* [Estratto del documento]
==================================================

Lo scenario che abbiamo schematicamente e crediamo obiettivamente descritto, non è frutto del caso, della semplice contingenza storica o di qualche altro accidente: esso è cresciuto nel tempo, nel corso di innumerevoli regie e responsabilità politiche e istituzionali che hanno fiaccato la capacità di resistenza della nostra classe e della sua organizzazione, rivolgendo così la gestione della crisi contro il proletariato di tutto il mondo: “…mica per niente abbiamo perso!”. E’ quest’ultima una dichiarazione che certamente esprime pessimismo ma solo in apparenza, in quanto la capacità di riprendere il percorso per la costruzione di un mondo migliore individuando nuove speranze, passa attraverso il riconoscimento della sconfitta, per quanto amara possa essere.

==================================================

* [Voci fornite]
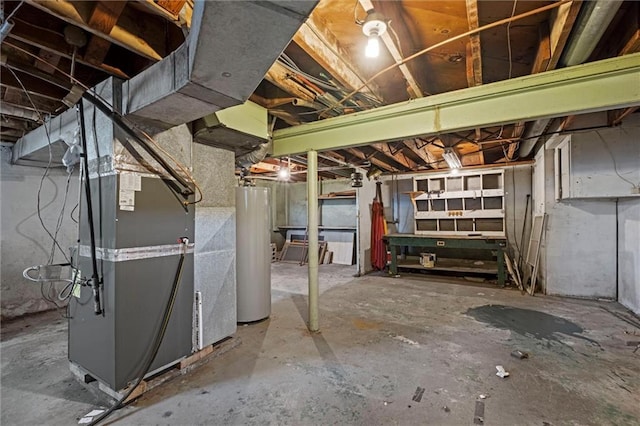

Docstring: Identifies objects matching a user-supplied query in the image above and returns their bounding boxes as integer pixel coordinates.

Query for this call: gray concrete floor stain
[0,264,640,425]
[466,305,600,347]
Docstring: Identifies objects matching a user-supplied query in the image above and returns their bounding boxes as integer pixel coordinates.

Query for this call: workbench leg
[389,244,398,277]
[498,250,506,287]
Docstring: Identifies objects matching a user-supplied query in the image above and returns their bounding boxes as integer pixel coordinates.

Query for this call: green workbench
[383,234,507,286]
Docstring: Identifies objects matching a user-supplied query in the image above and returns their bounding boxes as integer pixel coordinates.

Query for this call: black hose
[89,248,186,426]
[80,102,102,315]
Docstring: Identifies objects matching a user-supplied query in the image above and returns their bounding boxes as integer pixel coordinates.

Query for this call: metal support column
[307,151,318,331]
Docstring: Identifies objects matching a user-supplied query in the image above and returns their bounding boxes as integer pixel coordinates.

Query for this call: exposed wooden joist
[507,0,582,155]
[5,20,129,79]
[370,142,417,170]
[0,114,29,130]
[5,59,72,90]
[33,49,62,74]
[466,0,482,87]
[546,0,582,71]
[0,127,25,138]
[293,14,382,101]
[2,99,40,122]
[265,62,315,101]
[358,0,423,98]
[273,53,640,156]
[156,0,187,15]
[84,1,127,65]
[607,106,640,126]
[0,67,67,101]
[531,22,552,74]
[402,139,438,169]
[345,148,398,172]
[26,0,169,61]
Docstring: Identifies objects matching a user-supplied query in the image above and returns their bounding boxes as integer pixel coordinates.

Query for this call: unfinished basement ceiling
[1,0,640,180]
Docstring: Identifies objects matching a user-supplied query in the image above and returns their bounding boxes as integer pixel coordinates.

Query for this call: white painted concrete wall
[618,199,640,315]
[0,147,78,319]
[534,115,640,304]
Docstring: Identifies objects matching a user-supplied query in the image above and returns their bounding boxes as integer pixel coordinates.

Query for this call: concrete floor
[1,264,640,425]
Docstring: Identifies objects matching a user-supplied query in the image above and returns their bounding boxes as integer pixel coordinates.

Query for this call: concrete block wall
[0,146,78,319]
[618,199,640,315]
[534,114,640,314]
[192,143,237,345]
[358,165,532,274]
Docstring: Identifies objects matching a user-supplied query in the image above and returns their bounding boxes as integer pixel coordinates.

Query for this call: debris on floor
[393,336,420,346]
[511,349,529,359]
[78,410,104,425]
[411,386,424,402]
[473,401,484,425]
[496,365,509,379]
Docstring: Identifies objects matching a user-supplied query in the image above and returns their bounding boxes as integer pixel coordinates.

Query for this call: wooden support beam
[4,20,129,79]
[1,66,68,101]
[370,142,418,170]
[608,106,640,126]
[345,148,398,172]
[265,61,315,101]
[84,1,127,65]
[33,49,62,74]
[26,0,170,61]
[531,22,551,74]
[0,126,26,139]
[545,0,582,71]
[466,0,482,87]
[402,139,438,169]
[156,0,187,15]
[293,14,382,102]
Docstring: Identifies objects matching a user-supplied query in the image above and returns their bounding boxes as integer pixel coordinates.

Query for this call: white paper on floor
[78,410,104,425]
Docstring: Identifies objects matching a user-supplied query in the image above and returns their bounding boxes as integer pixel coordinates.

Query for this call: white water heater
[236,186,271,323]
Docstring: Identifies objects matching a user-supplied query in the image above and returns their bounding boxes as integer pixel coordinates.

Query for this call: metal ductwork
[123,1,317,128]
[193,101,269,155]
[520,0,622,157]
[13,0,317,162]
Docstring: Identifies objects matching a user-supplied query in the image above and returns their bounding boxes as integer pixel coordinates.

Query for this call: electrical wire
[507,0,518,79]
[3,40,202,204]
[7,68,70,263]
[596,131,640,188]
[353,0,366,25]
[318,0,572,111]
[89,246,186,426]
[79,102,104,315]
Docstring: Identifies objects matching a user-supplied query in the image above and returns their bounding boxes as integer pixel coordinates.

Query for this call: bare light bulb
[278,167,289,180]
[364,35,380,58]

==================================================

* [Compiti da svolgere]
- a) Nel brano sulla sconfitta, da che cosa è cresciuto nel tempo lo scenario descritto?
- b) Perché, secondo il brano sulla sconfitta, la dichiarazione "…mica per niente abbiamo perso!" esprime pessimismo solo in apparenza?
- c) Prosegui il brano sulla sconfitta dal punto in cui si interrompe.

* [Risposte ai compiti]
- a) Da innumerevoli regie e responsabilità politiche e istituzionali.

- b) Perché la capacità di riprendere il percorso per costruire un mondo migliore, individuando nuove speranze, passa attraverso il riconoscimento della sconfitta, per quanto amara possa essere.

- c)
Ma abbiamo un compito in più: iniziare a riflettere sulla sconfitta e sulle sue cause, e dobbiamo farlo con profondo intento autocritico, vale a dire affrontando anche le nostre responsabilità in quanto rivoluzionarie e rivoluzionari.
La storia e soprattutto quella della nostra classe, la storia delle nostre vittorie e delle nostre sconfitte, potrà esserci di aiuto purché si abbia la capacità di rapportarla all’oggi rifuggendo le purtroppo diffuse nostalgie di esperienze passate che vengono acriticamente riproposte. Un solo esempio tra tutti: l’incapacità di riconoscere lo stato reale della competizione imperialista mondiale e le forze che la compongono comporta scambiare l’imperialismo più aggressivo come l’unico. Così è che l’opposizione all’imperialismo vede lo schierarsi con le componenti più deboli in quanto ogni nemico degli USA diviene un potenziale alleato per la lotta anticapitalistica, nonostante che ciò comporti la liquidazione di ogni prospettiva internazionalista.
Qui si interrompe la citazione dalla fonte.